■ **Activity list**
1. In the coordination polymer article header, what date is given as the Received Date?
2. Switch "Revised" to "Accepted" in the coordination polymer article header, and write out the part starting with "Immune Cells and" and going on through "Figures(12)".
3. Proceed with the coordination polymer article header from where it stops.

Text section start

Citation: Sha OU, Zheng-Qiu WU, Wei XIE, Ping YUE, Zu-Quan HU. Synthesis and Fluorescence Applications of Coordination Polymers Based on Isoleucine-Derived Ligand[J]. Chinese Journal of Inorganic Chemistry, ;2022, 38(12): 2372-2382. doi: 10.11862/CJIC.2022.249 shu

Synthesis and Fluorescence Applications of Coordination Polymers Based on Isoleucine-Derived Ligand

Immune Cells and Antibody Engineering Research Center of Guizhou Province, School of Biology and Engineering, Guizhou Medical University, Guiyang 550025, China

Corresponding author: Zu-Quan HU, huzuquan@gmc.edu.cn
Received Date: 9 May 2022
Revised Date: 22 September 2022

Figures(12)

Text section end
Data shown section start

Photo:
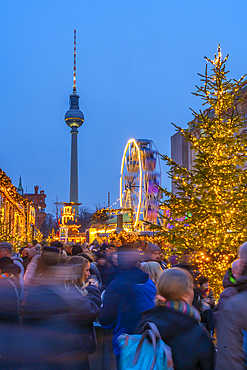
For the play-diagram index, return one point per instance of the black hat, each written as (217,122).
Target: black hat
(5,261)
(202,280)
(153,248)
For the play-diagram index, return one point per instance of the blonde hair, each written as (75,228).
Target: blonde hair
(78,265)
(153,269)
(173,283)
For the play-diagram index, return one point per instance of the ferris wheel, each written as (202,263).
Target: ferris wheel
(139,177)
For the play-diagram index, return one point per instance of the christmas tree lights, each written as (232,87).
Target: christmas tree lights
(207,213)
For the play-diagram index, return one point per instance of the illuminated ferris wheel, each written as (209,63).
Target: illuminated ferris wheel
(139,178)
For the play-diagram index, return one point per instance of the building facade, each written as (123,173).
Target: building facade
(17,215)
(38,200)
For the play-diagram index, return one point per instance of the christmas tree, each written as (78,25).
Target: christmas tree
(207,212)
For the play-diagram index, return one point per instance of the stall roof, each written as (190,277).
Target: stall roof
(126,219)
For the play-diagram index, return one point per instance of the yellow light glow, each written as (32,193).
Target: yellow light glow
(132,141)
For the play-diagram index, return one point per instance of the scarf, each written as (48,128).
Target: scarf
(185,308)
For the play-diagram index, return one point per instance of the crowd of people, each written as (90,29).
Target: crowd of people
(52,296)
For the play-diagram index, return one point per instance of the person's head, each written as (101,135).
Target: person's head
(242,254)
(115,258)
(203,282)
(68,247)
(153,269)
(154,252)
(236,268)
(76,249)
(7,265)
(101,260)
(34,251)
(56,244)
(175,284)
(49,257)
(80,270)
(110,250)
(127,256)
(6,250)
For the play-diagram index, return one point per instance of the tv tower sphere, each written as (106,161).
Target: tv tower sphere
(74,118)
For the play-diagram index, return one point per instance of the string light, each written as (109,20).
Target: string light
(213,191)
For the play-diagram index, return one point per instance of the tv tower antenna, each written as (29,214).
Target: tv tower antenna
(74,76)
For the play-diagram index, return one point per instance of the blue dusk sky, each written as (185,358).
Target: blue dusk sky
(137,64)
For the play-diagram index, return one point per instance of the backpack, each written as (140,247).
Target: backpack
(139,353)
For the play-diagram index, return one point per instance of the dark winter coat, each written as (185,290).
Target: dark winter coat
(191,345)
(230,289)
(106,272)
(57,328)
(131,293)
(232,330)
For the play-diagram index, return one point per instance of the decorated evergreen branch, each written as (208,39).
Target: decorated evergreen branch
(207,212)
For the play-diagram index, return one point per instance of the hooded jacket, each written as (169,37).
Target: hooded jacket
(230,289)
(131,293)
(191,345)
(232,329)
(56,330)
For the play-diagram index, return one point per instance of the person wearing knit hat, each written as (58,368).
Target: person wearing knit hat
(202,280)
(204,302)
(154,254)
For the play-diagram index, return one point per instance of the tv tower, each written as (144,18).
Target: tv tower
(74,118)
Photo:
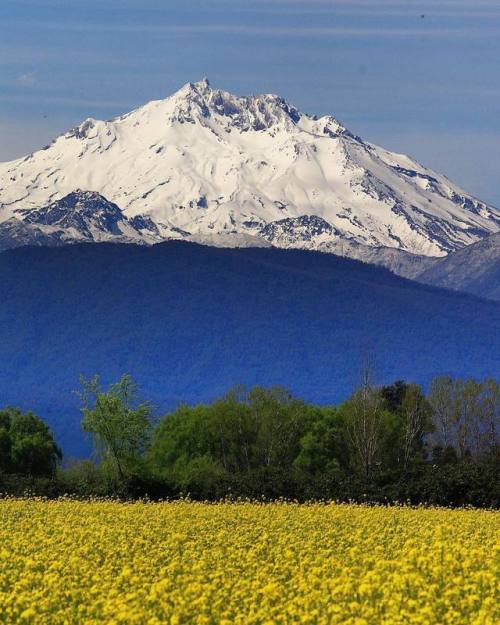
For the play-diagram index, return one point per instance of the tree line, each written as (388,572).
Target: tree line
(384,444)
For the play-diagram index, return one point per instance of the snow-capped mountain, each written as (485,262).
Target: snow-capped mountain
(212,167)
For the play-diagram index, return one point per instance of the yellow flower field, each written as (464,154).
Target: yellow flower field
(175,563)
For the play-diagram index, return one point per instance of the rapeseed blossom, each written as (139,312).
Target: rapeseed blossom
(178,563)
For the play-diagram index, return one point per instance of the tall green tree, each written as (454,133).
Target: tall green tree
(120,427)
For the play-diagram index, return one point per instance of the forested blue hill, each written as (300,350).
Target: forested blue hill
(189,321)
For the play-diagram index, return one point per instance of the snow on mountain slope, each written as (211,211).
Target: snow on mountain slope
(206,165)
(475,269)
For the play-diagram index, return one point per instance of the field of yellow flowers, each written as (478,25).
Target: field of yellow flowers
(106,562)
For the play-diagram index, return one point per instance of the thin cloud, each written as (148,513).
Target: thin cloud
(272,31)
(26,80)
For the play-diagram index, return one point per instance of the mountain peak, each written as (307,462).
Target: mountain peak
(205,162)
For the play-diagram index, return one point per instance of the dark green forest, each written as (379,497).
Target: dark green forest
(384,444)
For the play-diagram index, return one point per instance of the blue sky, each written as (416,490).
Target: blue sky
(421,77)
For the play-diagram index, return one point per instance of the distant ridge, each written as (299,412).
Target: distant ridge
(189,321)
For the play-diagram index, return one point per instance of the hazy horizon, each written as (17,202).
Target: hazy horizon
(415,77)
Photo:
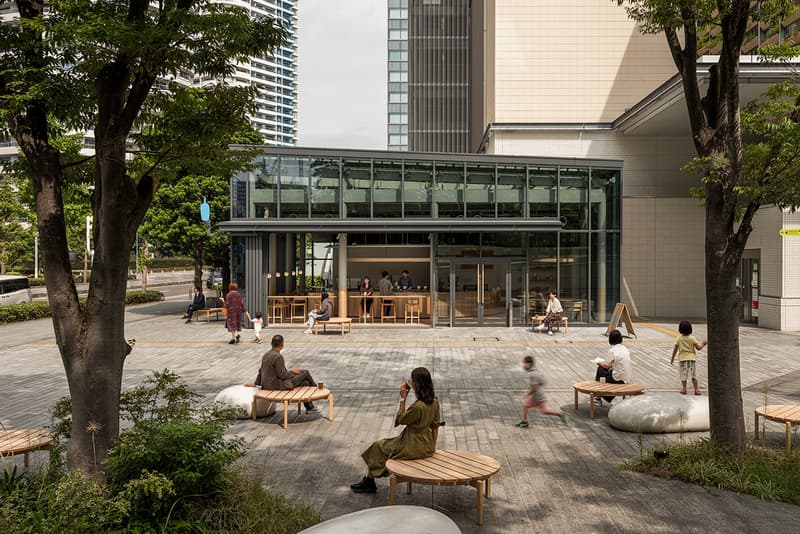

Data shown section end

■ **Your written answers**
1. 9 May 2022

2.
Immune Cells and Antibody Engineering Research Center of Guizhou Province, School of Biology and Engineering, Guizhou Medical University, Guiyang 550025, China

Corresponding author: Zu-Quan HU, huzuquan@gmc.edu.cn
Received Date: 9 May 2022
Accepted Date: 22 September 2022

Figures(12)

3.
Compound [Zn₂(C₁₃H₁₇NO₃)₂]_n (1) was synthesized by a traditional solvothermal method with L-isoleucine derived ligand (C₁₃H₁₉NO₃) and Zn(NO₃)₂·6H₂O as a coordination polymer. Single-crystal X-ray diffraction results show that compound 1 crystallizes in the monoclinic crystal system with the P2₁ space group. The ligands bridge the metal ions to form a 2D layer structure, which further forms a 3D supramolecular network through van der Waals forces between the adjacent layers. The addition of rhodamine B (Rho-B) into the synthetic process of compound 1 leads to a composite material 2. The fluorescence test results showed that the luminescence of compound 1 was mainly based on the ligand under the excitation at 370 nm, while composite 2 showed the additional emission peak of Rho-B at 580 nm besides the ligand. Using the relative intensity ratios of emission peaks (the ligand and Rho-B) as the detection signal, composite 2 was applied to the detection of metal cations and volatile organic compounds (VOCs). The experimental results showed that the material could selectively recognize Cr³⁺ in H₂O and demonstrate a quick response to the benzaldehyde vapor.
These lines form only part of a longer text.